■ What you will do
The answer must be an exact transcription of every record.

■ Records provided
--------------------

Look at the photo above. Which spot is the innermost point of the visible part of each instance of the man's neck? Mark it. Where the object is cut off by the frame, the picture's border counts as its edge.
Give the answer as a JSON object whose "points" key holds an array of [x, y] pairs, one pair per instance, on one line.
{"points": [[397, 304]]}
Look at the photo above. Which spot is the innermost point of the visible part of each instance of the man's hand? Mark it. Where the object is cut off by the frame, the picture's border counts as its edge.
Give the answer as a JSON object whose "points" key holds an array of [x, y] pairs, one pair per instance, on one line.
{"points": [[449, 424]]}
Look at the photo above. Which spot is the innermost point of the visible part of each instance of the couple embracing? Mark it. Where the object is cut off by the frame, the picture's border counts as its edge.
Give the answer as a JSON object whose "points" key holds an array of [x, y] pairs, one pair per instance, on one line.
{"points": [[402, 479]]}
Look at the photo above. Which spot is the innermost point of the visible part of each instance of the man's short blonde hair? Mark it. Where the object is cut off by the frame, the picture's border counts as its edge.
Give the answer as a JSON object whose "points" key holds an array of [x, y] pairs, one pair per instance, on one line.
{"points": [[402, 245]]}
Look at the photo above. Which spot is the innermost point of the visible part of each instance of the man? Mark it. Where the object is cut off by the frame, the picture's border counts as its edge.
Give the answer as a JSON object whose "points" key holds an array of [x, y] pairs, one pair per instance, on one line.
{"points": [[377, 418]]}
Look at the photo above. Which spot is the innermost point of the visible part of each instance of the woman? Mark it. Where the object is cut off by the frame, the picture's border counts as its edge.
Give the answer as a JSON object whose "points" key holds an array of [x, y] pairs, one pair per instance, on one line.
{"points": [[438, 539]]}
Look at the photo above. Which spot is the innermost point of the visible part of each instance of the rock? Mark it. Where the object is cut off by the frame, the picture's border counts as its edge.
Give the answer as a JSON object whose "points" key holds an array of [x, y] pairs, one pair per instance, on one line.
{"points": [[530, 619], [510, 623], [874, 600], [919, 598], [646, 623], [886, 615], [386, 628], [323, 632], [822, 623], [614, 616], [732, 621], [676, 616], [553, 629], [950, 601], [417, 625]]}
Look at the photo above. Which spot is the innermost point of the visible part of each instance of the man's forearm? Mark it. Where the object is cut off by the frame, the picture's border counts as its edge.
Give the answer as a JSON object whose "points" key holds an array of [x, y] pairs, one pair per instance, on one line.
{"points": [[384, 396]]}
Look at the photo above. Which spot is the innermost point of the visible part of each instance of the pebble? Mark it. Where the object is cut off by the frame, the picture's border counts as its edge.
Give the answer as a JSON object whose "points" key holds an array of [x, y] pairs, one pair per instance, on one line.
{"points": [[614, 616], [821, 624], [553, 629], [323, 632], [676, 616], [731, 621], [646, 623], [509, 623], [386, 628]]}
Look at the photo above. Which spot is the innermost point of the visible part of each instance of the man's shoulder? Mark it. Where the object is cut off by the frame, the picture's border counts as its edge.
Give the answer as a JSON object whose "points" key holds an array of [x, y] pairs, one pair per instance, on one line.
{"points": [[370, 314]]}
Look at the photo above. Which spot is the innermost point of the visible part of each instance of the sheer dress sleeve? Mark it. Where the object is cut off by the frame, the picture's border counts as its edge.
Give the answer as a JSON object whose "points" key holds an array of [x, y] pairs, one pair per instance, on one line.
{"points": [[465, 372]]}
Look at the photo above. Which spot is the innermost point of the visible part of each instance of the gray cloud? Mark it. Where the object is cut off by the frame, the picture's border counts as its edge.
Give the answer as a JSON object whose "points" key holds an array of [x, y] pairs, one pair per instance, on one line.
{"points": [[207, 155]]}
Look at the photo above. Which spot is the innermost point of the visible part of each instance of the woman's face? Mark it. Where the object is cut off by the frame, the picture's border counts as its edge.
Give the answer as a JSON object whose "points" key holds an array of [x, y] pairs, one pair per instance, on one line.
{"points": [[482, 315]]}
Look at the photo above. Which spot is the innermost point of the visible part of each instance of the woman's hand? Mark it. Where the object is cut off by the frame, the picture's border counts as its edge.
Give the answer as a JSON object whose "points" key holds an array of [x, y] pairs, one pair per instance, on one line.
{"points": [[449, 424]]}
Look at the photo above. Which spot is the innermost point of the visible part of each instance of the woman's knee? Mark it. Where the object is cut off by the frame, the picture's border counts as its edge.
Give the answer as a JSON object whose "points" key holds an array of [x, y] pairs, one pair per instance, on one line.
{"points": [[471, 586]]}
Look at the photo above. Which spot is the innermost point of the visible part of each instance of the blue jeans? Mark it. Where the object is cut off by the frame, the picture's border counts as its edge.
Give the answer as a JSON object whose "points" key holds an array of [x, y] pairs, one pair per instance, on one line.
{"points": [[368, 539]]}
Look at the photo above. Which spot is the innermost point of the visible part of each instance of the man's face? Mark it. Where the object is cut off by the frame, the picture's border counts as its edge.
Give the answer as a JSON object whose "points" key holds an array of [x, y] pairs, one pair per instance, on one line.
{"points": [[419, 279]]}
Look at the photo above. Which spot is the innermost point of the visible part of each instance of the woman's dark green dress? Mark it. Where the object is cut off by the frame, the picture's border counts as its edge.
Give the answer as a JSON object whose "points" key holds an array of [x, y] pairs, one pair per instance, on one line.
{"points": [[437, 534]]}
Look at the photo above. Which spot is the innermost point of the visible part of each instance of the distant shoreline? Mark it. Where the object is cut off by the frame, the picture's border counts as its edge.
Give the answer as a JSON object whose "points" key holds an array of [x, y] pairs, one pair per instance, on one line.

--------------------

■ Completed exercise
Look at the photo above. Which spot is the innermost point of the visible part of each instance of the man's neck? Mark it. Where the object is cut off by the frame, the picture's border counts as its edge.
Give the answer as a JSON object whose "points" key holds an array of [x, y] pairs, one pair per instance, on one line.
{"points": [[397, 304]]}
Look at the photo above. Which spot is the innermost point of the visible part of each instance of the man's hand? Mark it. Where the object is cut off by the frame, the picture's border counts as its edge.
Give the answer as a JSON object whose "points" key holds an array of [x, y] pairs, one pair per instance, on one line.
{"points": [[449, 424]]}
Look at the photo above. Which spot is the innermost point of the visible part of each instance of the couple embracing? Mark it. Where the object is cut off by the frame, the picture's border counts as its edge.
Give the answer as a JSON object whose "points" key holds an array of [x, y] pairs, one pair per instance, on one line.
{"points": [[402, 479]]}
Look at the photo above. Which spot is the innermost point of the visible part of each instance of the man's short blonde hair? Mark it. Where the object is cut off by the frame, the picture's border counts as its edge.
Give the answer as a JSON object whose "points" key holds an array of [x, y] pairs, one pair per instance, on one line.
{"points": [[402, 245]]}
Look at the photo above. Which spot is the innermost point of the visible part of each instance of the man? Mark it. Where the object is cut off by the frame, the picture's border counts as its edge.
Give the answer as a JSON object whose "points" key holds an array of [x, y] pairs, one pair per instance, on one line.
{"points": [[377, 418]]}
Look at the photo above. Which spot is the innermost point of the visible part of each instance of the woman? Mark it. Where the object is cut off by the frame, the picture's border counts as its edge.
Give the answer as a JSON object whose "points" key holds an array of [x, y] pairs, one pair per instance, on one line.
{"points": [[438, 539]]}
Look at the photo above. Which spot is the innermost point of the visible part of each instance of the rock? Mark it. Where the object is cut off by the frame, the picture's border counts as its edge.
Give the answer as a JSON object whose "points" key holds an array of [x, y] pairs, one pair per instance, on one line.
{"points": [[530, 619], [510, 623], [874, 600], [919, 598], [646, 623], [886, 615], [386, 628], [323, 632], [822, 623], [614, 616], [732, 621], [676, 616], [553, 629], [950, 601], [417, 625]]}
Look at the photo above. Which spot is the innermost point of the visible part of each instance of the man's forearm? Mark it. Where the object is cut off by the frame, the picture's border counts as its edge.
Give the answer as a JSON object whose "points" key holds an array of [x, y] pairs, one pair per instance, on one line.
{"points": [[384, 396]]}
Look at the photo above. Which spot is the innermost point of the visible part of each instance of the pebble? Mark it. Where the object is cut off by the frame, the picture's border counts as its edge.
Give the answer as a JSON object whose "points" key holds an array of [x, y] pairs, one pair per instance, on one line.
{"points": [[614, 616], [821, 624], [553, 629], [323, 632], [676, 616], [731, 621], [646, 623], [509, 623], [386, 628]]}
Look at the photo above. Which spot is the innermost point of the visible part of each instance of the man's shoulder? Mark it. Where the object is cut off by the frame, the picture's border counts as its edge.
Give the answer as a JSON object whose "points" key holds an array of [x, y] pairs, one pair per instance, on one line.
{"points": [[370, 314]]}
Look at the photo above. Which spot is the innermost point of the visible part of each instance of the sheer dress sleeve? Mark it. Where the object is cut off by the frame, the picture's border counts as its edge.
Give the answer as a JSON object whose "points" key holds an array of [x, y] pairs, one pair per instance, on one line.
{"points": [[465, 372]]}
Look at the photo above. Which spot is the innermost point of the visible part of each instance of the gray cloud? Mark it. Where the object is cut off by the frame, the picture's border counts as its edge.
Give the answer as a JSON object whose "points" key holds an array of [x, y] pairs, one pair per instance, on one line.
{"points": [[207, 155]]}
Look at the photo above. Which spot is the innermost point of the visible part of each instance of the woman's face? Mark it. Where the object is cut off by the frame, the picture's border counts as its edge.
Give the answer as a JSON object whose "points" key holds an array of [x, y] pairs, one pair per instance, on one line.
{"points": [[482, 315]]}
Look at the photo above. Which spot is the innermost point of the visible part of each instance of the woman's hand? Mark it. Where the object is cut off by the frame, the picture's border counts as its edge.
Give the answer as a JSON object whose "points" key holds an array of [x, y] pairs, one pair per instance, on one line.
{"points": [[449, 424]]}
Look at the photo above. Which spot is the innermost point of the visible part of each instance of the woman's knee? Mark it. Where the object is cut off by the frame, the picture's border counts as its edge.
Give the answer as a JSON object whose "points" key holds an array of [x, y] pairs, one pair per instance, on one line.
{"points": [[471, 586]]}
Look at the photo above. Which spot is the innermost point of the visible part of each instance of the blue jeans? Mark it. Where the object is cut off by the frame, the picture's border counts as its edge.
Give the answer as a JSON object whose "points" key holds an array of [x, y] pairs, one pair per instance, on one line.
{"points": [[368, 539]]}
Look at the photo above. Which spot is the innermost point of the visible part of each instance of the man's face? Mark it. Where the object is cut off by the frame, the picture's border counts as its edge.
Give the answer as a JSON object whose "points" key holds an array of [x, y] pairs, one pair per instance, on one line.
{"points": [[419, 279]]}
Look at the photo above. Which spot is the innermost point of the visible part of each instance of the woman's dark green dress? Mark it. Where the object is cut off by the frame, the picture's border counts as its edge.
Give the answer as a JSON object whose "points" key holds an array of [x, y] pairs, one pair per instance, on one line.
{"points": [[437, 534]]}
Look at the photo above. Which spot is the innermost point of the visible part of each instance of the distant shoreline? Mark it. Where the object is cut off by the frame, the picture's border counts as its edge.
Give the answer as a JSON object whose "points" key holds an array of [x, y] pairs, one pair per instance, on one line.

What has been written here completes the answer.